───── Input
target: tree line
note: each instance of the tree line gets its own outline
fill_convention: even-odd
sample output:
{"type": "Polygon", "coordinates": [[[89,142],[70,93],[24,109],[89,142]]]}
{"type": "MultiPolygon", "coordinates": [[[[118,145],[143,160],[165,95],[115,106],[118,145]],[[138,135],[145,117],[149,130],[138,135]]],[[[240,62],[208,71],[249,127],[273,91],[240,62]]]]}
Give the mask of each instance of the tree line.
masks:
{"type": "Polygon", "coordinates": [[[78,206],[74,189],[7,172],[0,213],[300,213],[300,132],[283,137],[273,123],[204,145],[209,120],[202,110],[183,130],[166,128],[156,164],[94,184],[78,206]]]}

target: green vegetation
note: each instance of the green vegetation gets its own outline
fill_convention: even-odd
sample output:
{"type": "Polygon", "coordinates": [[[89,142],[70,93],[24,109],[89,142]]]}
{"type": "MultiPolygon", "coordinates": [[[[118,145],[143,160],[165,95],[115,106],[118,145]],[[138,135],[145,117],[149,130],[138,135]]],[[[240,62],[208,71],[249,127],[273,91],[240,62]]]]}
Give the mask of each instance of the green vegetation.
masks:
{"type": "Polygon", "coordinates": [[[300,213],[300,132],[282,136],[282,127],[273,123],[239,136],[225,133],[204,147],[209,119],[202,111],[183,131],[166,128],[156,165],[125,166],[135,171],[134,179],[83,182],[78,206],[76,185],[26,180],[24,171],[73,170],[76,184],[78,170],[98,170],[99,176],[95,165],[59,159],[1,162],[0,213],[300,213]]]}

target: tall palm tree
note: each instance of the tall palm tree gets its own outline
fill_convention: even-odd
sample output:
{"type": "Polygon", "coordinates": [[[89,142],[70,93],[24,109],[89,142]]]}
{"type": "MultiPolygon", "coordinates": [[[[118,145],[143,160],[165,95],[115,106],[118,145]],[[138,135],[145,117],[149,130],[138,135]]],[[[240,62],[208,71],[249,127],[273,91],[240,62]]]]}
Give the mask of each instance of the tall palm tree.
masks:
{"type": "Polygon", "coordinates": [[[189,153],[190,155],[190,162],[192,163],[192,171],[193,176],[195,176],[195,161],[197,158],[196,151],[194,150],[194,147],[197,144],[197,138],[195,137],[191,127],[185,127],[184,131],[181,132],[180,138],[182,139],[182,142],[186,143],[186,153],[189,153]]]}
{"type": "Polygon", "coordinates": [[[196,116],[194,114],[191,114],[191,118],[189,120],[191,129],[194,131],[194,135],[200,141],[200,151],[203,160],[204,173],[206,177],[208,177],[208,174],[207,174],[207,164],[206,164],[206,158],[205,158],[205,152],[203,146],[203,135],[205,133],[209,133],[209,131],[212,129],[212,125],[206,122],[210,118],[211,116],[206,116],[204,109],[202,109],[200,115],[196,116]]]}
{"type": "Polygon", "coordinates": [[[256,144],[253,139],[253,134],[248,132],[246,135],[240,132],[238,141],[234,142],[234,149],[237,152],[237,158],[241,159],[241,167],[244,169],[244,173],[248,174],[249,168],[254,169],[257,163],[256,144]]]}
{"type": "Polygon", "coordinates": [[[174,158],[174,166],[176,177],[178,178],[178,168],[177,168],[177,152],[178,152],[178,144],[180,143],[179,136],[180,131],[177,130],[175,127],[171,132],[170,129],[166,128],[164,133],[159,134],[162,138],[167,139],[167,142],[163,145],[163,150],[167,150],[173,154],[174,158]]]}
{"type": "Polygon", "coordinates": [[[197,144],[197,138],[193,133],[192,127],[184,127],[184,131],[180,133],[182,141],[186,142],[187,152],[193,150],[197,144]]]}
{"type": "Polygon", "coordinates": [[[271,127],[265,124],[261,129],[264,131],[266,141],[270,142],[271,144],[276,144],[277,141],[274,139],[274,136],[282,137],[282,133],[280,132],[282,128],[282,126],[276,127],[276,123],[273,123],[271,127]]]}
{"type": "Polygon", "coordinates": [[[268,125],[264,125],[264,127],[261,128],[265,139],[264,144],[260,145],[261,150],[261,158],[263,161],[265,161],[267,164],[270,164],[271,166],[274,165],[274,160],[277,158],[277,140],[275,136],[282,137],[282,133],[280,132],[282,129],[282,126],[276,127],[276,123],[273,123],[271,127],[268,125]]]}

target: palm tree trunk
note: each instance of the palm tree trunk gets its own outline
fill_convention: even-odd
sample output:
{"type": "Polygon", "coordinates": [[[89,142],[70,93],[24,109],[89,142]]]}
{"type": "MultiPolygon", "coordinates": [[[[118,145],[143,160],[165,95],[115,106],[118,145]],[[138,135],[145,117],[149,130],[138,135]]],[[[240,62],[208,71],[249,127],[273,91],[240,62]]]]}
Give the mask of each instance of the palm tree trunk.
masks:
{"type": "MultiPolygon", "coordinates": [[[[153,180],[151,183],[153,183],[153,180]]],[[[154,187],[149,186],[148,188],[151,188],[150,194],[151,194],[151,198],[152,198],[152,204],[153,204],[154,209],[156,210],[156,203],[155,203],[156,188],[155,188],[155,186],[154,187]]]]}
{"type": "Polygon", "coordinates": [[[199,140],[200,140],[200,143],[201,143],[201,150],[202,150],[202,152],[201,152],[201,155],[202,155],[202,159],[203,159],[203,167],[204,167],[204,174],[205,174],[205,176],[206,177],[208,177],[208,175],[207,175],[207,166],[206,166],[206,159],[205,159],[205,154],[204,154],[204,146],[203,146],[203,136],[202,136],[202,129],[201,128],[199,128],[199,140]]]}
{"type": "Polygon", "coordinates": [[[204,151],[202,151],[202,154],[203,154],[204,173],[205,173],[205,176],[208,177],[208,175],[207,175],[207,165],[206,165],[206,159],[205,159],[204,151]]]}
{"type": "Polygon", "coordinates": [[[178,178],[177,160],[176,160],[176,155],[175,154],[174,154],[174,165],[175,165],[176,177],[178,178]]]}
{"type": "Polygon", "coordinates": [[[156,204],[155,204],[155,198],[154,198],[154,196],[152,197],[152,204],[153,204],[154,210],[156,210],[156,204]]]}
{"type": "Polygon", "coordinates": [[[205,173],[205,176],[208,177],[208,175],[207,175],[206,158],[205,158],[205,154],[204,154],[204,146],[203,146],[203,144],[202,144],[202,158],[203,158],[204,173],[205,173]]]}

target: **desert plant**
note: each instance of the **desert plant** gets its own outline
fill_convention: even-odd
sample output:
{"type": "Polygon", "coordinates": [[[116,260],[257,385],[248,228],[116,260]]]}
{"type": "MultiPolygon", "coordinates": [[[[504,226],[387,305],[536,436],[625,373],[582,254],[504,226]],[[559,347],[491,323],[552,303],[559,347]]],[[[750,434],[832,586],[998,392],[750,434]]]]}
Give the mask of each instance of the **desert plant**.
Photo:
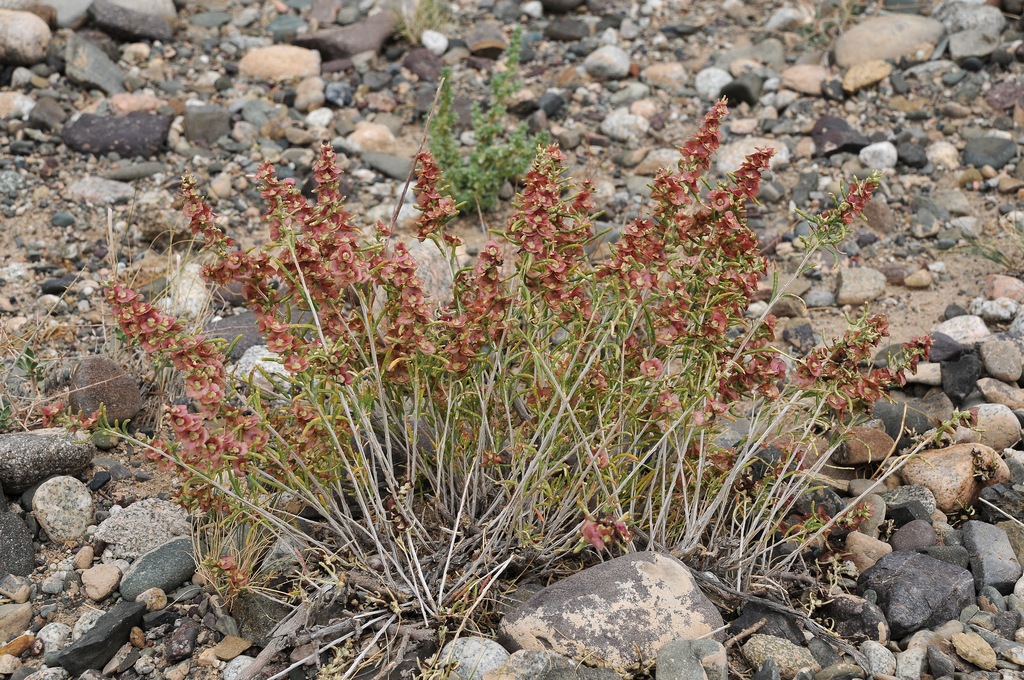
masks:
{"type": "Polygon", "coordinates": [[[413,45],[420,41],[423,31],[444,28],[451,18],[448,0],[396,0],[398,32],[413,45]]]}
{"type": "MultiPolygon", "coordinates": [[[[707,184],[724,115],[719,103],[705,117],[655,177],[650,212],[597,264],[584,255],[590,187],[543,150],[502,234],[513,273],[489,243],[441,306],[386,225],[366,239],[353,224],[331,147],[315,202],[261,167],[271,243],[249,252],[186,178],[204,275],[242,284],[286,372],[233,381],[222,345],[115,283],[120,328],[183,373],[192,402],[168,408],[154,441],[122,435],[187,471],[191,507],[342,565],[365,594],[351,615],[376,622],[374,639],[410,619],[475,625],[499,577],[622,551],[704,559],[744,586],[792,538],[777,529],[836,445],[818,447],[821,433],[903,373],[859,368],[886,334],[881,317],[796,360],[772,346],[770,315],[744,316],[767,271],[746,205],[771,154],[707,184]]],[[[456,203],[431,156],[418,164],[418,237],[454,270],[456,203]]],[[[813,218],[808,258],[845,237],[877,181],[813,218]]],[[[907,365],[925,348],[908,346],[907,365]]]]}
{"type": "Polygon", "coordinates": [[[475,143],[468,156],[458,146],[458,116],[454,109],[452,73],[445,68],[437,110],[429,124],[430,151],[441,166],[452,194],[460,205],[475,212],[492,210],[505,182],[522,177],[530,167],[539,145],[547,135],[530,135],[526,123],[511,131],[508,104],[518,91],[517,77],[522,32],[516,29],[509,40],[502,68],[491,77],[491,101],[486,107],[473,105],[475,143]]]}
──────────
### Task prompt
Each line above that contains the word "plant" should be copied.

### Answer for this exercise
target: **desert plant**
note: each instance of the **desert plant** gets its own outline
Give the mask of each instance of the **desert plant**.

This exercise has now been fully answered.